## PROBLEM TO SOLVE
Please rewrite everything from the line containing "Placement rule: one point per instance of the black curtain" down to the line containing "column 283, row 396" below, changing "Placement rule" to "Marking rule" and leaving all else unchanged. Return only those lines.

## RECORDS SUPPLIED
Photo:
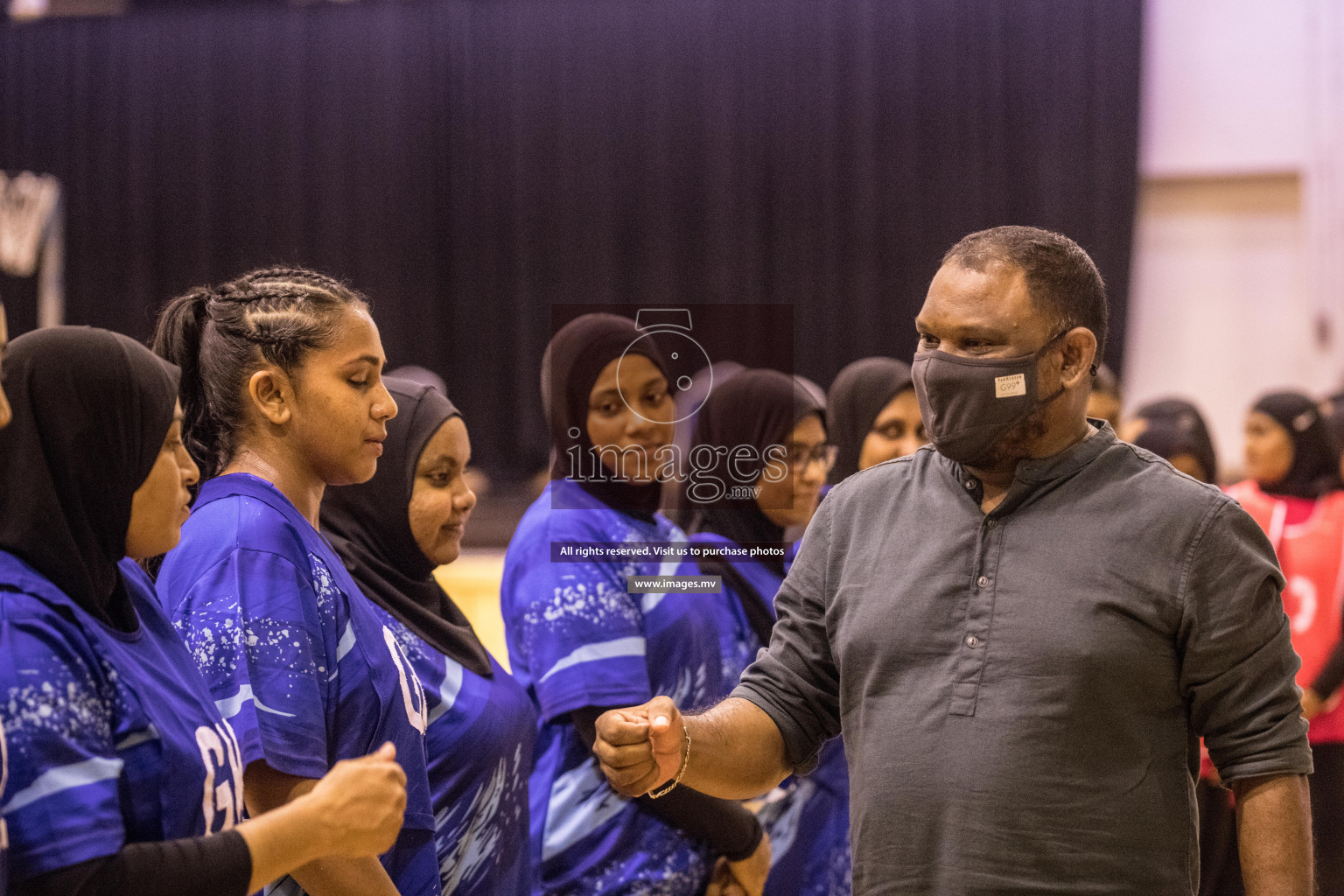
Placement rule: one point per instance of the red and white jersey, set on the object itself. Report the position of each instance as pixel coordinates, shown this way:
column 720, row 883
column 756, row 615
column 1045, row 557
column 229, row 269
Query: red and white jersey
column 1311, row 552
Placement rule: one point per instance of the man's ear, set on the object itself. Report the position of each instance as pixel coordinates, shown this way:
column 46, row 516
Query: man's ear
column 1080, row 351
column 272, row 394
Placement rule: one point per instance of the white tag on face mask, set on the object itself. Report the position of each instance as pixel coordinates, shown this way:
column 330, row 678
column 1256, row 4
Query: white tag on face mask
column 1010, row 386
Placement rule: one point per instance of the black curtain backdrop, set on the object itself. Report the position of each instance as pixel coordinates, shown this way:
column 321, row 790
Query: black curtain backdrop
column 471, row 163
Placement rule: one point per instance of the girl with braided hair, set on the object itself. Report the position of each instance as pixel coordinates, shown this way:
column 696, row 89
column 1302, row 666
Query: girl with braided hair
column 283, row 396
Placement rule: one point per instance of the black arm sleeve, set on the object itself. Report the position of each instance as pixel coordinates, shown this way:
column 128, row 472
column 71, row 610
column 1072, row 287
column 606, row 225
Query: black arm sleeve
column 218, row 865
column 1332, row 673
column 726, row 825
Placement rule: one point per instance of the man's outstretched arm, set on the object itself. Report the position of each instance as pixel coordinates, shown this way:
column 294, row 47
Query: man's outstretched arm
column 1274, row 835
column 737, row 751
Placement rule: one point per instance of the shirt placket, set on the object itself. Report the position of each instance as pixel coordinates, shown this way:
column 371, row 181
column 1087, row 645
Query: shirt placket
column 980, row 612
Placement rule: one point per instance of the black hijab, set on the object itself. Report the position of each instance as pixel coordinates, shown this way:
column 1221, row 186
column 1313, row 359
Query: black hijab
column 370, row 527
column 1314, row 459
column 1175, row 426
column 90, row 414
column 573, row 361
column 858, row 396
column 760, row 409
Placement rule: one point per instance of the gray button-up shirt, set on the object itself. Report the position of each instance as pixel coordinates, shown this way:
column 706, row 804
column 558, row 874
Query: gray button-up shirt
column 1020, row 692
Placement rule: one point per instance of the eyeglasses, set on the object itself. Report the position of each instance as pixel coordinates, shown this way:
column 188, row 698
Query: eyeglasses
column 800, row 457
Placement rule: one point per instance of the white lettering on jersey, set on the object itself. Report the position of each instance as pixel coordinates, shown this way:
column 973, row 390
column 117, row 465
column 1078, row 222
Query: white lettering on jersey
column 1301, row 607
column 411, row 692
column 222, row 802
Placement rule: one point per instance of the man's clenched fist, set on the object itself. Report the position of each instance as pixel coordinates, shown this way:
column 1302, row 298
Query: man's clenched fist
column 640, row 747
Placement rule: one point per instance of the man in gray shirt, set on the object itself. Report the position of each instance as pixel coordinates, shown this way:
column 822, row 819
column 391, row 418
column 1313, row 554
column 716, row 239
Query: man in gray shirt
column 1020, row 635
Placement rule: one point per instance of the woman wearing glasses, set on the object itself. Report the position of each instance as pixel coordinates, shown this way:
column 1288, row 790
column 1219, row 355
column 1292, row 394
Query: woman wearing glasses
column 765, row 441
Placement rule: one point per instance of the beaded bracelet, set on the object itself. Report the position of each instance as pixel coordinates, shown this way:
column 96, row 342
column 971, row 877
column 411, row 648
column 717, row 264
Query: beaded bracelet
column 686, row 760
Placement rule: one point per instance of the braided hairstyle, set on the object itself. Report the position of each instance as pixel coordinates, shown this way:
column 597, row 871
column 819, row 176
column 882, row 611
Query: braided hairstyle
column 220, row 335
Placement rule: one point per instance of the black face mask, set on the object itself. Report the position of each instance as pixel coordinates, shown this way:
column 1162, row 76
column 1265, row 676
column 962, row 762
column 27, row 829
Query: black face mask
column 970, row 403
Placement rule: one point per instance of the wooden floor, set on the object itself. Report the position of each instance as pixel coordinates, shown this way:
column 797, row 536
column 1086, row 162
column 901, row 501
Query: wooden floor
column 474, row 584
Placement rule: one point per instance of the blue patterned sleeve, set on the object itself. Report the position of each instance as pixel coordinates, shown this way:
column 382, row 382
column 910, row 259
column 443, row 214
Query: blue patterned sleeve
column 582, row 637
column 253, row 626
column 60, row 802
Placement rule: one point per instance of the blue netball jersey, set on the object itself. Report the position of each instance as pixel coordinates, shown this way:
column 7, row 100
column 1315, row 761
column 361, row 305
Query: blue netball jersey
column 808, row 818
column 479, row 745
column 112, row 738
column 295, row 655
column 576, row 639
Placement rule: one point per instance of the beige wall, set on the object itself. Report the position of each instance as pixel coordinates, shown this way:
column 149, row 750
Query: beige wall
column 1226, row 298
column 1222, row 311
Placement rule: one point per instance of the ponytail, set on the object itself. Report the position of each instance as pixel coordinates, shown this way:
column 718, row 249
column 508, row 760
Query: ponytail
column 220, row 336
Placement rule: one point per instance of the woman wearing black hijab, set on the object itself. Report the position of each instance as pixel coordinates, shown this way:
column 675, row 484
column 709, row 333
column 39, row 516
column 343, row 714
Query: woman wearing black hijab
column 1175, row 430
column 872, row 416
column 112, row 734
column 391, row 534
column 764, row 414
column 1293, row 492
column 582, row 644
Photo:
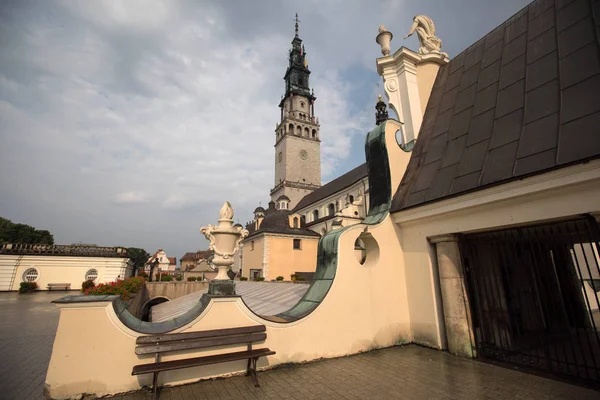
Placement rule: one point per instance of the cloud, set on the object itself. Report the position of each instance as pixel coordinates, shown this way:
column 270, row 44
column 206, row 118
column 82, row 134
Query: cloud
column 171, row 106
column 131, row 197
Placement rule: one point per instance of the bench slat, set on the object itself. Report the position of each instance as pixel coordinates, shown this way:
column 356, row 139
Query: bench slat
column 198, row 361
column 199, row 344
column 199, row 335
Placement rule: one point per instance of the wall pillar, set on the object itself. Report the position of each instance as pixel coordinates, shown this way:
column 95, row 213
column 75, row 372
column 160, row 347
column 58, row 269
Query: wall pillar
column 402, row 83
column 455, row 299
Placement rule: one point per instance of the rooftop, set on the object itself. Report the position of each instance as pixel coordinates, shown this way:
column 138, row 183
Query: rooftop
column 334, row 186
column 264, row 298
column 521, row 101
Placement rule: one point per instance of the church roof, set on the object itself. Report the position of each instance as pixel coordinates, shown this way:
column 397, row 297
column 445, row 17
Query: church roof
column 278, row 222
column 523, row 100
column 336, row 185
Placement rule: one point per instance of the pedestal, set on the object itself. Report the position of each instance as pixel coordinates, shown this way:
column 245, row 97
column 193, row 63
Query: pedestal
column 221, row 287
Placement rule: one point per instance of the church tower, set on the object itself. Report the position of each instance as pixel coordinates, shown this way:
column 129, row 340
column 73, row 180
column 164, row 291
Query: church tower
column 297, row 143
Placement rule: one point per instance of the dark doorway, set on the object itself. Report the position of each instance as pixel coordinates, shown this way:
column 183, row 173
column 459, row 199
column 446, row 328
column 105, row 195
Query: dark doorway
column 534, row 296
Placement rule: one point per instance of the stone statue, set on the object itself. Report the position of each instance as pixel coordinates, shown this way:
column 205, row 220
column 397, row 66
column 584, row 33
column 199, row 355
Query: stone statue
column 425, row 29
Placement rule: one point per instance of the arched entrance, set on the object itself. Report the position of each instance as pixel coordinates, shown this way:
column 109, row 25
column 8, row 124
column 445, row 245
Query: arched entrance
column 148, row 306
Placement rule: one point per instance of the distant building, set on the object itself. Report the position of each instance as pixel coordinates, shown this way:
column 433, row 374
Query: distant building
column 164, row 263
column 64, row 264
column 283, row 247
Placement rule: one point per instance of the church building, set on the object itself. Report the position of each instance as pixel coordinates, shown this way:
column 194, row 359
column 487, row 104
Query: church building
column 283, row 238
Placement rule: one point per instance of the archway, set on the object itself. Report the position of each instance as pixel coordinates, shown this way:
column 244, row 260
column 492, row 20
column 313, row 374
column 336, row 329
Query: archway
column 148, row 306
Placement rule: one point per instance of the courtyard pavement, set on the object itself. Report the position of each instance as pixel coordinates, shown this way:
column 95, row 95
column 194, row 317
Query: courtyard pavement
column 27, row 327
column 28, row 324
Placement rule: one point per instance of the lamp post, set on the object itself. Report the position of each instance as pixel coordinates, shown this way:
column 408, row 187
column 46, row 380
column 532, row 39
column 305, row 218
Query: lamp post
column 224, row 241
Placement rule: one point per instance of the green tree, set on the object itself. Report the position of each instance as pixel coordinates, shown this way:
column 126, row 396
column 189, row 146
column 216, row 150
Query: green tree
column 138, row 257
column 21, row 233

## OUTPUT FOR THIS TASK
Marking rule: one point per instance of the black curtain backdrop, set on the object itself. Report the position of each instance as pixel coordinates, shown this way:
column 321, row 790
Query: black curtain backdrop
column 471, row 163
Marking rule: one point per instance of the girl with braided hair, set on the object itself. Report the position of each instance as pixel coordinates, shown this way:
column 696, row 89
column 1302, row 666
Query: girl with braided hair
column 283, row 396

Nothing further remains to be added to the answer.